• EXTRACT

******

The UK has officially slumped into recession for the first time in 11 years due to the impact of the COVID-19 pandemic.
The country’s Office for National Statistics revealed that the UK gross domestic product (GDP) is estimated to have fallen by a record 20.4% in 2nd Quarter of 2020, marking the second consecutive quarterly decline after GDP fell by 2.2% in the previous quarter 2020.
This launched the UK into its first technical recession, defined as two straight quarters of economic decline since 2009.
The deputy national statistician for economic statistics Jonathan Athow, said the economy bounced back in June after the monthly gross domestic product (GDP) expanded by 8.7% following growth of 2.4% in May 2020, but it wasn’t enough to recover the lost output earlier in the year.
“The economy began to bounce back in June with shops reopening, factories beginning to ramp up production and house building continuing to recover.

******

• EXTRACTED ENTRIES
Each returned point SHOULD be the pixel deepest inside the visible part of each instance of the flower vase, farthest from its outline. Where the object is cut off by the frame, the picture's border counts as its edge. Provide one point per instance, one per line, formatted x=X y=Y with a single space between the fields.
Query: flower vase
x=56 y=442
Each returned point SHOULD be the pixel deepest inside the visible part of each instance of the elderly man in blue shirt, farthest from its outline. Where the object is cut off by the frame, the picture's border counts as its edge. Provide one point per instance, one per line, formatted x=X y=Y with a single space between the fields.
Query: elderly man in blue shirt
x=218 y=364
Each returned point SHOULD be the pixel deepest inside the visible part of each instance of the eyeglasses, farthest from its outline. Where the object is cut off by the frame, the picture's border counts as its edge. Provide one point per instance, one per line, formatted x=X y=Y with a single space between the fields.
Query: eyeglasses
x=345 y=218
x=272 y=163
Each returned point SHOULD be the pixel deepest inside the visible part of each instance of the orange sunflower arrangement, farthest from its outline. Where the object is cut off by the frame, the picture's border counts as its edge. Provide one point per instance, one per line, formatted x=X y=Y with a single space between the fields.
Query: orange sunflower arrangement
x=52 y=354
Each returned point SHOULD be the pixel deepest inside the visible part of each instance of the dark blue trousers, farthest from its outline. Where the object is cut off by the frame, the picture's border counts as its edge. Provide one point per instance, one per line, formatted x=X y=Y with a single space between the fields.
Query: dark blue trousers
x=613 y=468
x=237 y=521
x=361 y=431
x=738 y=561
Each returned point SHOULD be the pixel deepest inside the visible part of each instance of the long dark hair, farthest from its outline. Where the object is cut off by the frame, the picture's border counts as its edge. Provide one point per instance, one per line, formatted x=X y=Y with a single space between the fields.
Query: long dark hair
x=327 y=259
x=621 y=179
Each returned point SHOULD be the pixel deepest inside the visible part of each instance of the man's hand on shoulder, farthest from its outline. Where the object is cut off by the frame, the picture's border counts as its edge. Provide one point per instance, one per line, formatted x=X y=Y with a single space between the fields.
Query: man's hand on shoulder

******

How might the article on the UK's 2020 recession continue after its final sentence? Write that next part.

“Despite this, gross domestic product (GDP) in June still remains a sixth below its level in February, before the virus struck,” the report said.
The ONS said the collapse in output was driven by the closure of shops, hotels, restaurants, schools, and car repair shops.
The services sector, which powers four-fifths of the economy, suffered the biggest quarterly decline on record, the report said.
The construction sector was particularly badly hit, after building sites were shut down during the height of the lockdown.